-- start of INPUT FOR THIS TASK --

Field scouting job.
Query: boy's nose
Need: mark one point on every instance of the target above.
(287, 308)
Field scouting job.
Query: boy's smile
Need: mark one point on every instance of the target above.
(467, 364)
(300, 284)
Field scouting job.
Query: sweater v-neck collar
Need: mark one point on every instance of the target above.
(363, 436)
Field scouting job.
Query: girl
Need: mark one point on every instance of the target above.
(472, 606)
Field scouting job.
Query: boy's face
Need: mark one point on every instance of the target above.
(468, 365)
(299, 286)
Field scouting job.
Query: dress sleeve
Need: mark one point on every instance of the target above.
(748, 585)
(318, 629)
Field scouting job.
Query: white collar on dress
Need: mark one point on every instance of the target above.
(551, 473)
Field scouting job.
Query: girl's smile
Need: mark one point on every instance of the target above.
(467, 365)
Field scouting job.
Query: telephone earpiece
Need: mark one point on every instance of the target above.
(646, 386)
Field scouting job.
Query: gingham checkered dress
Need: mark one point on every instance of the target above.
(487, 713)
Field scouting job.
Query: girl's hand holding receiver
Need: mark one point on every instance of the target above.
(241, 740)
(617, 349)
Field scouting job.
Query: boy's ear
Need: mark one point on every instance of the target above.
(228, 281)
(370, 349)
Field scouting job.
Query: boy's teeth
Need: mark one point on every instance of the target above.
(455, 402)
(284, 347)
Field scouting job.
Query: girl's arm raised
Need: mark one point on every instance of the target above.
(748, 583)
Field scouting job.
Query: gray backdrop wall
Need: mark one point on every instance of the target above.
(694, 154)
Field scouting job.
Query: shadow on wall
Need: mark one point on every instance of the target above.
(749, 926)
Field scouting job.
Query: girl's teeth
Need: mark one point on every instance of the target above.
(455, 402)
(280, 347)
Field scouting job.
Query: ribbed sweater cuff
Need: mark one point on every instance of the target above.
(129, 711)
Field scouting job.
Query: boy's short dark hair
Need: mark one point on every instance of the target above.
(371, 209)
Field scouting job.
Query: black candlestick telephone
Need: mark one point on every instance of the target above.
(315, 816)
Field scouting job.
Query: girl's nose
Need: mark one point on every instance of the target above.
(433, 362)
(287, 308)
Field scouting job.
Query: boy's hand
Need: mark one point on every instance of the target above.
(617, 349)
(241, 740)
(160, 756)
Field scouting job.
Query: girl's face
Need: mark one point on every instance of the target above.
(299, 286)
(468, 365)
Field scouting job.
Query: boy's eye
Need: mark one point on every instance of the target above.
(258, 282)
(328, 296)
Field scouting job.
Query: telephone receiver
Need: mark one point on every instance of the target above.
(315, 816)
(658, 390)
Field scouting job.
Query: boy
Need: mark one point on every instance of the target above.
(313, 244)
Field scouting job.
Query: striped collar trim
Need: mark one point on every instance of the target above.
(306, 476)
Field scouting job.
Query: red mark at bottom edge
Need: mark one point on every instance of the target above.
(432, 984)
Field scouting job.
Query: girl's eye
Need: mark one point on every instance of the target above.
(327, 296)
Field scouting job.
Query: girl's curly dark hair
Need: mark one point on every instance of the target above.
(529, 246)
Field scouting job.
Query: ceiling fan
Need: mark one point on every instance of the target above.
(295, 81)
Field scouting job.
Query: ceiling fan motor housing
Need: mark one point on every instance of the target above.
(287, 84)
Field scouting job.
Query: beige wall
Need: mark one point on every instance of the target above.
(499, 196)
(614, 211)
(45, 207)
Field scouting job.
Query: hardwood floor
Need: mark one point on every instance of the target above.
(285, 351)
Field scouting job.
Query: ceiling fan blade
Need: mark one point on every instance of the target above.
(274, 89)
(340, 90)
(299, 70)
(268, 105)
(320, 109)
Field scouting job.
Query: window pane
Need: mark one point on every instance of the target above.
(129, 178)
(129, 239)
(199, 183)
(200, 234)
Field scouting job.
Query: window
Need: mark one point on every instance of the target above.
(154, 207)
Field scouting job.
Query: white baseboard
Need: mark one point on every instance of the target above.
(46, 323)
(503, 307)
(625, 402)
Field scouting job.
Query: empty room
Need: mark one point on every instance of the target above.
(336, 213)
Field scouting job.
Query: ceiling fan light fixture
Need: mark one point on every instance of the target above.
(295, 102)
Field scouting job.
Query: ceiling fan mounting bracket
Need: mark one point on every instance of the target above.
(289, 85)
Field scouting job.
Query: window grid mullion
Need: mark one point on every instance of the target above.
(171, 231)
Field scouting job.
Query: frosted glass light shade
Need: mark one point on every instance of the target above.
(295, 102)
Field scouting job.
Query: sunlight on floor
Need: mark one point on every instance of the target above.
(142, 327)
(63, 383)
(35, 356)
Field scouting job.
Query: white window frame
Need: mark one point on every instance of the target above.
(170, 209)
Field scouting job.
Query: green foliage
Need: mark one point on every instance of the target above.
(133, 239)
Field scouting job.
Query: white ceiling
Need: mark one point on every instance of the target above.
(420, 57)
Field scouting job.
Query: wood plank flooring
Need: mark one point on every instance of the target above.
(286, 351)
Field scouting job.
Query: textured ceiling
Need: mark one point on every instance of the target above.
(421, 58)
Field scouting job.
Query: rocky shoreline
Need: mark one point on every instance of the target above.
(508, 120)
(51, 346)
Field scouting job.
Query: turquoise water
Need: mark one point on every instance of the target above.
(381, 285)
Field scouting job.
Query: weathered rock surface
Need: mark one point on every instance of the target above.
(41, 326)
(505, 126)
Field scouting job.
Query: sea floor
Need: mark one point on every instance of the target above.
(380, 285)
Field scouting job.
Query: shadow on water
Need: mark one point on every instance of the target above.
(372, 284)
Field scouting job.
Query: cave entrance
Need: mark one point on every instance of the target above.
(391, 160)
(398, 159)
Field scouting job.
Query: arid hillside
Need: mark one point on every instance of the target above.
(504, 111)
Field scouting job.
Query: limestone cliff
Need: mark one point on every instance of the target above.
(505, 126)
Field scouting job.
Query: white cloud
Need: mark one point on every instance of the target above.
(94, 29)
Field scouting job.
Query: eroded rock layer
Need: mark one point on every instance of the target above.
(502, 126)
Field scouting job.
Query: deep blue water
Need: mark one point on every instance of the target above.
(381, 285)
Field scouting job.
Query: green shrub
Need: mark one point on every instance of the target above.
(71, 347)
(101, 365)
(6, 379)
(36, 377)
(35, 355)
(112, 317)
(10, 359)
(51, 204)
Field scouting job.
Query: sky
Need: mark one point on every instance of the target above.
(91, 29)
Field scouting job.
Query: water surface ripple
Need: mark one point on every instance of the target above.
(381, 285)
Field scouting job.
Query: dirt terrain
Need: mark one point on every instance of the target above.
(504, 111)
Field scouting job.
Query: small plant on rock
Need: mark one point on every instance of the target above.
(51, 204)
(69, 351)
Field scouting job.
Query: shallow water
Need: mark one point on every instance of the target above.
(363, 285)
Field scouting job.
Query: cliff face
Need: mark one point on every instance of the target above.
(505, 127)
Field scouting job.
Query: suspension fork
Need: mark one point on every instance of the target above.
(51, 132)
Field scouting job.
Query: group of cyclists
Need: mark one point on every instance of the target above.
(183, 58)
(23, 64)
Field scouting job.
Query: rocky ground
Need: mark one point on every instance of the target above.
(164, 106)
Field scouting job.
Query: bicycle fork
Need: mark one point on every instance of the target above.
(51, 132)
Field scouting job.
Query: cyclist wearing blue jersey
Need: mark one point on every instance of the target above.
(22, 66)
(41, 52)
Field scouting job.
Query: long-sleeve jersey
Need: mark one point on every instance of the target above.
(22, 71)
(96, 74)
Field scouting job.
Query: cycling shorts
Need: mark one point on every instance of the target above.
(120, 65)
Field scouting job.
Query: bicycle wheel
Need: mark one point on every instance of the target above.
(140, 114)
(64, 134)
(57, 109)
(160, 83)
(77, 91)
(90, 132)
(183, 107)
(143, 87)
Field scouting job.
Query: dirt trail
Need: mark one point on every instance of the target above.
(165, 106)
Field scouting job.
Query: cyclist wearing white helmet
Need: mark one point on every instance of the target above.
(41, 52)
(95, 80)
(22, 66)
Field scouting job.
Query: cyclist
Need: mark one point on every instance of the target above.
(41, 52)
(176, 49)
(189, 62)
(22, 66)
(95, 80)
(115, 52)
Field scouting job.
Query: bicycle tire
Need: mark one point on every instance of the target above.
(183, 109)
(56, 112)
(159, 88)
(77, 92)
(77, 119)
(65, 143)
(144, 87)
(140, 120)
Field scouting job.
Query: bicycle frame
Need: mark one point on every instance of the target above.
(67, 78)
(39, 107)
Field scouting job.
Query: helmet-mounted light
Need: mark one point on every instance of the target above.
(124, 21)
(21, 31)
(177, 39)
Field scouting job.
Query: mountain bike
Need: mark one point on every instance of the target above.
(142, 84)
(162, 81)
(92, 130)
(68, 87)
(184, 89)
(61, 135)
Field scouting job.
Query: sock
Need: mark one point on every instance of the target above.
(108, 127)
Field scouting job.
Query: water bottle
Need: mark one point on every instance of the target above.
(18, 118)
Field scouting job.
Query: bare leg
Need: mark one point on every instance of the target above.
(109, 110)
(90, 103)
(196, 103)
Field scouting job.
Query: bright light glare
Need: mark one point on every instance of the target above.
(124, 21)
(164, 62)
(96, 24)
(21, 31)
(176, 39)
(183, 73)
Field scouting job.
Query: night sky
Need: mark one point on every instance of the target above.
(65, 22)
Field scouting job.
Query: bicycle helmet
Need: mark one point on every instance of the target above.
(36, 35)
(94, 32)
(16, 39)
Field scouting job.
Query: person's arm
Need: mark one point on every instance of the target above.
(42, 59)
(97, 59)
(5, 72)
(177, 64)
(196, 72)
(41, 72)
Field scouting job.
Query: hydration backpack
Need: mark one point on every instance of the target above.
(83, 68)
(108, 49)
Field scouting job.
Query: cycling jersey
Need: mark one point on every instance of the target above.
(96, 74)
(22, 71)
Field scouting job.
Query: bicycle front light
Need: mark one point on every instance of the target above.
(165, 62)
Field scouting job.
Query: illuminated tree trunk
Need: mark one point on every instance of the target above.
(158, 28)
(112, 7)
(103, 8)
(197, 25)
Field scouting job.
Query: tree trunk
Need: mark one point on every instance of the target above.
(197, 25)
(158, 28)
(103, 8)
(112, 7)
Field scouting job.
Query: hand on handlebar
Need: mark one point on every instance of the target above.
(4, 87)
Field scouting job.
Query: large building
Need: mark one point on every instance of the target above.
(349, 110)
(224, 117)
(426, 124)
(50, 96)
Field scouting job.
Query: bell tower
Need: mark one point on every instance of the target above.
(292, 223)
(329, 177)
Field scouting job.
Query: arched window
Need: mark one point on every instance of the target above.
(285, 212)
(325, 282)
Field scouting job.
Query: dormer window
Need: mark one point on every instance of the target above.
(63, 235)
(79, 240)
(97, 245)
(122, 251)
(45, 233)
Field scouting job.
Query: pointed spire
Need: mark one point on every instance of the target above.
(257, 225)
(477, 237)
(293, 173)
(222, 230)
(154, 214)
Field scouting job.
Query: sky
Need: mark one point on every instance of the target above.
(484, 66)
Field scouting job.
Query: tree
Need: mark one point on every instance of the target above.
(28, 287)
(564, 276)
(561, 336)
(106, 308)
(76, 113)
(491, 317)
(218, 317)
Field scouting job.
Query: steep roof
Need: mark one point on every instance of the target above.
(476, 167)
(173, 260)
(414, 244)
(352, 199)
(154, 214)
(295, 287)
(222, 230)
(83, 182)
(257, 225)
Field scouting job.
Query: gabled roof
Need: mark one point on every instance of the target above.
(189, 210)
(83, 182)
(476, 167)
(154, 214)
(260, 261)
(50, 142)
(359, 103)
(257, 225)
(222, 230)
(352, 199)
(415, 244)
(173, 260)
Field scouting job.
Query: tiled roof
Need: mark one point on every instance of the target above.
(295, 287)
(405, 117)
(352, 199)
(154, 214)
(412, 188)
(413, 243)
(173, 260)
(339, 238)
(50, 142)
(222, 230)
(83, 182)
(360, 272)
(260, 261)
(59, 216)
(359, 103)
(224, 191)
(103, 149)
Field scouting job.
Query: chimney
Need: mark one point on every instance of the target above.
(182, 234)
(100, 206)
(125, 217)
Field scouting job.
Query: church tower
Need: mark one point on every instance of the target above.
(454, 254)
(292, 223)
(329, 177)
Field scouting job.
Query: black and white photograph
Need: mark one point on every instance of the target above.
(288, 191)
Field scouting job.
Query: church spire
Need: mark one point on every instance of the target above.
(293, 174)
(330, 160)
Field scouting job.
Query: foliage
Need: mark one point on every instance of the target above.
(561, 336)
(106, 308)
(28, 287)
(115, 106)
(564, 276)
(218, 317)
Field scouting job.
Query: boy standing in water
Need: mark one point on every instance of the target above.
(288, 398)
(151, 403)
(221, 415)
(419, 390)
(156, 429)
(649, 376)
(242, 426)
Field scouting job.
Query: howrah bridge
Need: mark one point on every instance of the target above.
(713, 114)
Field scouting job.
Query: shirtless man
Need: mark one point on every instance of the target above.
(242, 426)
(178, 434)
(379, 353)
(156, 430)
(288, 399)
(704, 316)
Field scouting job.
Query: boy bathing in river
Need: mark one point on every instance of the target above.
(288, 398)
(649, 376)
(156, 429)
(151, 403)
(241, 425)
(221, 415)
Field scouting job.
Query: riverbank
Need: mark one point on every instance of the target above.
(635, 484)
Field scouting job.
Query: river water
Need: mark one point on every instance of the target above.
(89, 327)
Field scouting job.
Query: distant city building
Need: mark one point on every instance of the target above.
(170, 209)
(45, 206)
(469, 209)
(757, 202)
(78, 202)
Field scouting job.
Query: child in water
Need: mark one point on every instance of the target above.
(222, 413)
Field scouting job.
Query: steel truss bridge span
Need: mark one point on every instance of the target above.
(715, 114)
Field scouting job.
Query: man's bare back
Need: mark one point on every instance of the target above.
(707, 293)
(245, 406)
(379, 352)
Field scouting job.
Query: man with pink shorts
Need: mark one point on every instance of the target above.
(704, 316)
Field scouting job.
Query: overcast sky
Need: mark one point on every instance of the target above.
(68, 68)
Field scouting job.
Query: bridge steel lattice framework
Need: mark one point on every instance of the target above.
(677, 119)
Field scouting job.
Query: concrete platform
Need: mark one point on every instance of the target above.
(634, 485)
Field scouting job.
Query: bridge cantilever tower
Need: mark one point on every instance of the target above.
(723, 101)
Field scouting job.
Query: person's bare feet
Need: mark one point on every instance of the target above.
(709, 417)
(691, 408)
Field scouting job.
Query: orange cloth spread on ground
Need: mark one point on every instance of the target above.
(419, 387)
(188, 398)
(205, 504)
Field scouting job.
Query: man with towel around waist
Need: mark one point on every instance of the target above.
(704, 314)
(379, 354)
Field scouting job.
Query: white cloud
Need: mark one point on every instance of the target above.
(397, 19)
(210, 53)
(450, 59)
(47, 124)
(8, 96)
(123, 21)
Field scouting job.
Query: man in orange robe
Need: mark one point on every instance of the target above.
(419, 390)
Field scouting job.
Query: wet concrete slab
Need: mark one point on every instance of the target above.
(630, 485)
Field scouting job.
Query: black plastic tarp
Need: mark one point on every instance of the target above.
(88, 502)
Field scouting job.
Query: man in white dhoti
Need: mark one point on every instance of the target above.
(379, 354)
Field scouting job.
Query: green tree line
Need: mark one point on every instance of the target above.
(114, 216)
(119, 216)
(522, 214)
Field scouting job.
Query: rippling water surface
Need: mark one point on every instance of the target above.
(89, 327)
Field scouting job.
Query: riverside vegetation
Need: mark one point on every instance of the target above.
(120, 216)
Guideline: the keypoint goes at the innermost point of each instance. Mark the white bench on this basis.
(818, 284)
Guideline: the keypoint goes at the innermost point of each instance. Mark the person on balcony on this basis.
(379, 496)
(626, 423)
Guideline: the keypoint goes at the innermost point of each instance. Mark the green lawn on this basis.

-- end of INPUT FOR THIS TASK --

▶ [SET PROBLEM]:
From the line containing "bench on this basis." through the final line of the listing above, retype every line exactly; leave out everything else.

▶ [ANSWER TO THE TASK]:
Guideline: the keypoint goes at the innermost point of each instance. Mark the white bench on this basis.
(818, 284)
Guideline: the keypoint goes at the innermost point of each instance. Mark the person on balcony on this basis.
(379, 496)
(626, 423)
Guideline: the keypoint goes at the innermost point of each instance. Mark the green lawn on this basis.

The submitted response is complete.